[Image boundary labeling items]
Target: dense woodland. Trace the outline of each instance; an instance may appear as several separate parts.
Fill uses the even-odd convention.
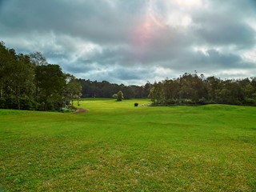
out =
[[[17,54],[0,42],[0,108],[60,110],[81,95],[74,76],[42,54]]]
[[[256,78],[222,80],[186,73],[178,78],[155,82],[150,98],[154,105],[256,106]]]
[[[151,84],[146,82],[145,86],[125,86],[110,83],[106,81],[97,82],[79,79],[82,86],[83,98],[111,98],[114,94],[122,91],[126,99],[148,98]]]
[[[256,78],[222,80],[184,74],[145,86],[125,86],[106,81],[77,79],[50,64],[39,52],[17,54],[0,42],[0,108],[61,110],[82,98],[150,98],[153,105],[221,103],[256,106]]]

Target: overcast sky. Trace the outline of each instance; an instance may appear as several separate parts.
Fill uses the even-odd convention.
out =
[[[256,0],[0,0],[0,41],[78,78],[256,77]]]

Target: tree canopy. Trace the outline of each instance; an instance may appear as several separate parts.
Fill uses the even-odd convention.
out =
[[[0,42],[0,108],[60,110],[81,90],[74,76],[48,63],[41,53],[17,54]]]

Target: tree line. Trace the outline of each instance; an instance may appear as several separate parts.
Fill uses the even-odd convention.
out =
[[[97,82],[90,79],[79,79],[83,98],[112,98],[113,94],[122,91],[125,99],[148,98],[151,84],[147,82],[144,86],[125,86],[110,83],[107,81]]]
[[[39,52],[17,54],[0,42],[0,108],[60,110],[81,96],[76,78]]]
[[[154,82],[149,97],[154,105],[210,103],[256,106],[256,78],[222,80],[186,73],[178,78]]]

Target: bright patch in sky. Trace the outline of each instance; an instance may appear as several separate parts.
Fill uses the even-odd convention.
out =
[[[256,75],[254,0],[2,2],[0,40],[40,51],[77,78],[138,84],[194,70]]]

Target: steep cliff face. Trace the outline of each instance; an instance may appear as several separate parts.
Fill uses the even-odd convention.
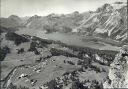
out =
[[[92,12],[91,16],[82,21],[78,27],[79,32],[86,35],[110,37],[114,40],[126,42],[128,39],[127,29],[127,4],[116,2],[105,4]]]
[[[128,88],[128,45],[123,46],[110,65],[104,88]]]

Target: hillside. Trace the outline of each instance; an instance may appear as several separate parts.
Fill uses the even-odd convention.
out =
[[[74,87],[74,83],[85,88],[101,87],[107,77],[108,65],[117,53],[70,46],[15,32],[3,32],[1,38],[3,89],[12,89],[10,87],[14,86],[38,89],[62,85],[63,88],[70,88]]]
[[[127,3],[105,4],[81,22],[78,32],[127,42]]]

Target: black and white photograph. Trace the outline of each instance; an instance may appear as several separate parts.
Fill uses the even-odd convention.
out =
[[[128,89],[127,0],[0,0],[0,89]]]

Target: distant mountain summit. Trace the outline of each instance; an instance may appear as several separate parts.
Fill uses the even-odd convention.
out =
[[[127,4],[116,2],[104,4],[77,28],[85,35],[110,37],[125,42],[128,39]]]
[[[16,15],[11,15],[8,18],[0,18],[0,23],[2,27],[17,27],[21,25],[22,20]]]

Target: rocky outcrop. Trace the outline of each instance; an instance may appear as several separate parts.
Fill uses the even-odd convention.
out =
[[[128,88],[128,45],[123,46],[110,65],[104,88]]]
[[[127,4],[122,2],[103,5],[88,19],[83,20],[77,29],[85,35],[109,37],[127,43]]]

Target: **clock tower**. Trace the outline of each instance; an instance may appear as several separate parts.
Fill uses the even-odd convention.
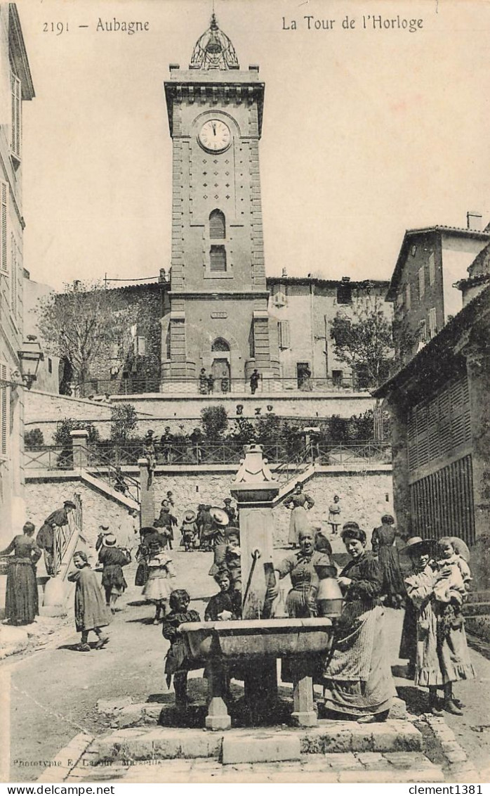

### DIRECTIONS
Output each line of the data above as one string in a JSON list, skipping blank lines and leaving out the pictures.

### ANSWER FOR THIS EXERCISE
[
  "Target: dense woodland. Trace the outline of each instance; an instance may appear as several separate parts.",
  "Fill uses the even-odd convention.",
  "out =",
  "[[[17,54],[0,42],[0,108],[60,110],[81,95],[74,76],[42,54]]]",
  "[[[256,78],[222,80],[186,73],[178,78],[155,82],[150,98],[154,105],[256,106]]]",
  "[[[151,84],[146,82],[145,86],[125,86],[110,83],[106,81],[97,82],[79,79],[82,86],[83,98],[111,98],[114,94],[122,91],[126,99],[148,98]]]",
  "[[[256,78],[222,80],[184,74],[145,86],[125,86],[106,81],[77,79],[50,64],[39,52],[17,54],[0,42],[0,108],[61,110],[82,98],[150,98],[153,105],[221,103],[256,106]]]",
  "Target: overcast sky. Trace the outline of each instance; an instance may appear as several separate parts.",
  "Fill uses the even-odd convention.",
  "out =",
  "[[[256,0],[0,0],[0,41],[78,78],[256,77]]]",
  "Target: tree canopy. Trace the outline of each instance; an instance may appear as several separate parts.",
  "Fill uses the even-odd convention.",
  "out =",
  "[[[0,42],[0,108],[60,110],[81,90],[74,76],[48,63],[41,53],[17,54]]]",
  "Target: tree line. Trace the outline of each instance; an instance may appear as several separate parts.",
  "Fill uses the even-odd convention.",
  "out =",
  "[[[97,82],[90,79],[79,79],[83,98],[112,98],[113,94],[122,91],[125,99],[148,98],[151,84],[147,82],[144,86],[125,86],[110,83],[107,81]]]",
  "[[[39,52],[17,54],[0,42],[0,108],[60,110],[81,96],[76,78]]]",
  "[[[154,82],[149,97],[154,105],[210,103],[256,106],[256,78],[222,80],[186,73],[178,78]]]",
  "Target: bright patch in sky. Trace the outline of each instance; an instance may appear as several separate parts.",
  "Fill uses the even-odd convention.",
  "out =",
  "[[[256,75],[254,0],[2,2],[0,40],[40,51],[77,78],[138,84],[194,70]]]",
  "Target: steep cliff face. Trace the outline of each instance; an instance may appear as several separate parts.",
  "Fill uses the even-odd convention.",
  "out =",
  "[[[92,12],[91,16],[82,21],[78,27],[79,32],[86,35],[110,37],[114,40],[126,42],[128,39],[127,29],[127,4],[116,2],[105,4]]]",
  "[[[128,88],[128,45],[123,46],[110,65],[104,88]]]",
  "Target: hillside. Trace the outline of each instance; an instance may appear as several separate parts.",
  "Fill uses the even-odd convention.",
  "out =",
  "[[[74,87],[74,83],[85,88],[101,87],[107,77],[108,65],[117,53],[70,46],[15,32],[3,32],[1,38],[3,89],[12,89],[10,87],[14,86],[38,89],[62,85],[63,88],[70,88]]]",
  "[[[127,3],[105,4],[81,22],[78,32],[127,42]]]",
  "Target: black and white photograph. Trace the outline of each instance; an instance may appear as several separate parts.",
  "Fill uses the even-odd convention.",
  "out =",
  "[[[128,89],[127,0],[0,0],[0,89]]]",
  "Target: distant mountain summit. Trace the outline of each instance; an instance may appear as several separate parts.",
  "Fill uses the even-odd convention.",
  "out =",
  "[[[127,4],[116,2],[104,4],[77,28],[85,35],[110,37],[125,42],[128,39]]]",
  "[[[16,15],[11,15],[8,18],[0,18],[0,23],[2,27],[17,27],[21,25],[22,20]]]",
  "Target: rocky outcrop. Trace the outline of each instance; an instance may appear as several separate parts.",
  "Fill uses the even-odd convention.",
  "out =",
  "[[[128,88],[128,45],[123,46],[110,65],[104,88]]]",
  "[[[127,4],[122,2],[103,5],[88,19],[83,20],[77,29],[85,35],[109,37],[127,43]]]",
  "Target: **clock tower**. Trace the outline of each instance; an instance may appear as several separate parts.",
  "Fill uses the even-odd convention."
]